- Available data -

************

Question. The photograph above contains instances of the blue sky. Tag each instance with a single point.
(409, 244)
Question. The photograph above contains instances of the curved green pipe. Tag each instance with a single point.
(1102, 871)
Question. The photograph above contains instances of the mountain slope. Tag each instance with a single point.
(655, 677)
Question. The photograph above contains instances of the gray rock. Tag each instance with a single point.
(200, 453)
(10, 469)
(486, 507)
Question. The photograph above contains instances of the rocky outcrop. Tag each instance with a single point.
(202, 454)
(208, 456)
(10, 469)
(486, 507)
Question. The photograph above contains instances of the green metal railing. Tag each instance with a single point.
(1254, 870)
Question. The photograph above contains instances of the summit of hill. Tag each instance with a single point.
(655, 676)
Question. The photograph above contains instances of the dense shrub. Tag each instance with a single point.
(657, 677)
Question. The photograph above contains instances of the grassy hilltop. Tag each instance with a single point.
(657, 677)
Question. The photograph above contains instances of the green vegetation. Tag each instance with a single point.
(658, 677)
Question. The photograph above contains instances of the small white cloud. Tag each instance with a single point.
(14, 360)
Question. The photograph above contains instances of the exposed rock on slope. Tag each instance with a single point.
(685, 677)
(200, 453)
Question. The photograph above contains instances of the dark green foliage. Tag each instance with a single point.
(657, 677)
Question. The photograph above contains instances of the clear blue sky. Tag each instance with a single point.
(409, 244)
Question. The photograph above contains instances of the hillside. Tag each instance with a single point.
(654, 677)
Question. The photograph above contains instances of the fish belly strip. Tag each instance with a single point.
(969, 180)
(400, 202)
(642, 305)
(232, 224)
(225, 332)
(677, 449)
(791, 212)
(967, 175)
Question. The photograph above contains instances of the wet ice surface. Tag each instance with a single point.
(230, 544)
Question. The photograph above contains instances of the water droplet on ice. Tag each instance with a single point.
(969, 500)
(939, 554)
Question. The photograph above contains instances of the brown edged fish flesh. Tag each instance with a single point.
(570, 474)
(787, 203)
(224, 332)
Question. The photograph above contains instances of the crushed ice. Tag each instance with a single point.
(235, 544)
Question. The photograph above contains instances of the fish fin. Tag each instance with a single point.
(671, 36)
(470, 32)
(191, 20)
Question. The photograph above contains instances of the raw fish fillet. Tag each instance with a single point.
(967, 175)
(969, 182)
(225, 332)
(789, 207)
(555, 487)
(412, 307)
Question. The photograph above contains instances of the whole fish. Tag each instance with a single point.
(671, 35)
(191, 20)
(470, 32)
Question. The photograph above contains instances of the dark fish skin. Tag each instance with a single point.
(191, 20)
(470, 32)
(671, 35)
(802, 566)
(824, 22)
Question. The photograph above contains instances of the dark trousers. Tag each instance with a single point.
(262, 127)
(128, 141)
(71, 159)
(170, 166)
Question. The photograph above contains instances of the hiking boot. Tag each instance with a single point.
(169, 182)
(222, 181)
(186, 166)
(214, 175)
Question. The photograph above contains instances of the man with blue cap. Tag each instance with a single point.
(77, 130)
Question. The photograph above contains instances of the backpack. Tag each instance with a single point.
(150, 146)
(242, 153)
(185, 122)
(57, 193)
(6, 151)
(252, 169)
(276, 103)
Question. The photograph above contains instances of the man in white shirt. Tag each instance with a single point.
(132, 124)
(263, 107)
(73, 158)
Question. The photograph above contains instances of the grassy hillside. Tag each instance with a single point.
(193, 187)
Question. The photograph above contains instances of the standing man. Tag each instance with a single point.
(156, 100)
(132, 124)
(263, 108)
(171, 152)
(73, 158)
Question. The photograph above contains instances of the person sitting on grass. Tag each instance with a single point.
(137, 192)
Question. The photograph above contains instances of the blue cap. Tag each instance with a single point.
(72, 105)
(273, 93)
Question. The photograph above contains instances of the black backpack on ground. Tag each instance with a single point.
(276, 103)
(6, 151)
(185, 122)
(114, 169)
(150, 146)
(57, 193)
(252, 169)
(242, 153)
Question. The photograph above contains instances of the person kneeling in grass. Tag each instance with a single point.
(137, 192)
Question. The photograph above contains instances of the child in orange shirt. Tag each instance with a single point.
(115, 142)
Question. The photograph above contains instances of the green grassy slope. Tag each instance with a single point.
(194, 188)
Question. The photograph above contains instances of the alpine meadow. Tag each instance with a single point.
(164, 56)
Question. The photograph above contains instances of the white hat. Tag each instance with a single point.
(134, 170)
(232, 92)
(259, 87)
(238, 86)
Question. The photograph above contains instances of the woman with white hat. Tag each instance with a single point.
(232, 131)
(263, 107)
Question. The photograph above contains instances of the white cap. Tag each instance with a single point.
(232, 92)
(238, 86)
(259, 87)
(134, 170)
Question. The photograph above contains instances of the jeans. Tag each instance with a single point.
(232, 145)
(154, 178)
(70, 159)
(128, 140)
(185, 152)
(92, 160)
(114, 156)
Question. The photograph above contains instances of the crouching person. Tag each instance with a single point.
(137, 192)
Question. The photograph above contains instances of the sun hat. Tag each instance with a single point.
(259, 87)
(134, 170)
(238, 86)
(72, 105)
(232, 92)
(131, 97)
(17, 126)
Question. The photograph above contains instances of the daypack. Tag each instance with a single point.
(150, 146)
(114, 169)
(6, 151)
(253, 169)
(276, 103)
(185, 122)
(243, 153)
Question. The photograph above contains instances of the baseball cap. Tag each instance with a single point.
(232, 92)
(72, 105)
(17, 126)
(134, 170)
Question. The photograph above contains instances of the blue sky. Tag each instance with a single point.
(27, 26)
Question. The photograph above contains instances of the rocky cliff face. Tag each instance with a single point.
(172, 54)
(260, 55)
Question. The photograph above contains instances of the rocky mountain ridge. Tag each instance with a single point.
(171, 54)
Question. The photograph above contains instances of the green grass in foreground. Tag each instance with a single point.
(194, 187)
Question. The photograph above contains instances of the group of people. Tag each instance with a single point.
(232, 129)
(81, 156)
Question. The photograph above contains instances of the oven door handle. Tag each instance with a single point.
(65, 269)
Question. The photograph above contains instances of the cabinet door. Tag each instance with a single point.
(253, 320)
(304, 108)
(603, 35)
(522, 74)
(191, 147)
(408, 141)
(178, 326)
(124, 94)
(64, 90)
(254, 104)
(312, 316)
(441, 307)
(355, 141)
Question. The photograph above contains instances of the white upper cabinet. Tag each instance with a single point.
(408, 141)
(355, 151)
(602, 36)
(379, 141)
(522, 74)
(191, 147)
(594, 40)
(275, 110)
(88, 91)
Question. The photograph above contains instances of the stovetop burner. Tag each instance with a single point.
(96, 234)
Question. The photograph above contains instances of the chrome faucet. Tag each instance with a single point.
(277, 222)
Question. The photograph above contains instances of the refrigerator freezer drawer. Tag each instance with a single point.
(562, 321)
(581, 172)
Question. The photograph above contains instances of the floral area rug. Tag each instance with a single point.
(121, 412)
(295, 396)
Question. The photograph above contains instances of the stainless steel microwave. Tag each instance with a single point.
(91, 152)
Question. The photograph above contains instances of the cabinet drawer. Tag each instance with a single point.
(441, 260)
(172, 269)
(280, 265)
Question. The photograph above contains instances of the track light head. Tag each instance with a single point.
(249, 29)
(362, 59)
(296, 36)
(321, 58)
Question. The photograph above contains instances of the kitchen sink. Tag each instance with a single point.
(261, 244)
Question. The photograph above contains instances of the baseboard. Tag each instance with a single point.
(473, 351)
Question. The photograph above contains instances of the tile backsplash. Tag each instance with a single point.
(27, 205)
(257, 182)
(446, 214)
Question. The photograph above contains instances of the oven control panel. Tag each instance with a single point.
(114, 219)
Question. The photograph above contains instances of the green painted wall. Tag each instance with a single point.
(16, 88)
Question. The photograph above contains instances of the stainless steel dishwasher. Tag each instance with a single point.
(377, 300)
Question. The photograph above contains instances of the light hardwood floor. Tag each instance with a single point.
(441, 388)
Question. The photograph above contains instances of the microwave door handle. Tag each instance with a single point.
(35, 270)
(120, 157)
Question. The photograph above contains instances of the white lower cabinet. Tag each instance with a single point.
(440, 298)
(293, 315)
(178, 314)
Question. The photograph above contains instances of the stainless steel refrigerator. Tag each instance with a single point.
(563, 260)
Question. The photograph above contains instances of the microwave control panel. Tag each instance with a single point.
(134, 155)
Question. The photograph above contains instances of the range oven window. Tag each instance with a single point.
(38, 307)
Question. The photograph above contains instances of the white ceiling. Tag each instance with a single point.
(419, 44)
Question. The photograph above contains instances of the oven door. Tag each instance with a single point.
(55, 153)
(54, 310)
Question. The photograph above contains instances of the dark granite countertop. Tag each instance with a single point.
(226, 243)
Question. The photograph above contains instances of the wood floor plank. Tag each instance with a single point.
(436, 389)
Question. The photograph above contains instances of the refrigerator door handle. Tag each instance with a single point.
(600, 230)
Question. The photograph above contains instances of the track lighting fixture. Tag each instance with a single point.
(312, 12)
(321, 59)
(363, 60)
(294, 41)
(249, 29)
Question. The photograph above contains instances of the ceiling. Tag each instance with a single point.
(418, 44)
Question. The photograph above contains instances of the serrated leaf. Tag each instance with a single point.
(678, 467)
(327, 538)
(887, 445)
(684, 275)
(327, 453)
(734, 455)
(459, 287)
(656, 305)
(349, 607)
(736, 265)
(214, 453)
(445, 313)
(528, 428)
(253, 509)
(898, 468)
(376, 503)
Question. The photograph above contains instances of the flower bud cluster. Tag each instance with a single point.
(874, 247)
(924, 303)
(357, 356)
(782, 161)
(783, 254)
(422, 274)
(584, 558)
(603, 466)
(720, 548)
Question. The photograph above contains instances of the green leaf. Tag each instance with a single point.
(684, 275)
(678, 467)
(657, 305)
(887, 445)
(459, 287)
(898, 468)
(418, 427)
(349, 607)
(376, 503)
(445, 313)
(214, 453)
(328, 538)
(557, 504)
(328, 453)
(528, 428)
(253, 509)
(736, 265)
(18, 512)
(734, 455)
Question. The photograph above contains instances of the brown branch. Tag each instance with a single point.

************

- The problem -
Only the lines from the one containing "Question. The photograph above contains instances of the flower" to the end of the listing belong in the output, each reproduced exactly.

- Reply -
Question. The photograph above contains instances of the flower bud cluster. Tag each instance with a single point.
(874, 247)
(924, 303)
(357, 356)
(782, 161)
(783, 254)
(422, 274)
(584, 558)
(603, 466)
(720, 548)
Question. The photograph above contains instances of the green leaf. Tag each instance with a single point.
(684, 275)
(678, 467)
(657, 305)
(887, 445)
(459, 287)
(898, 468)
(418, 427)
(349, 607)
(376, 503)
(445, 313)
(214, 453)
(328, 538)
(557, 504)
(328, 453)
(528, 428)
(253, 509)
(736, 265)
(18, 512)
(734, 455)
Question. The photograph above contains instances of the brown branch. Tag each instance with a single point.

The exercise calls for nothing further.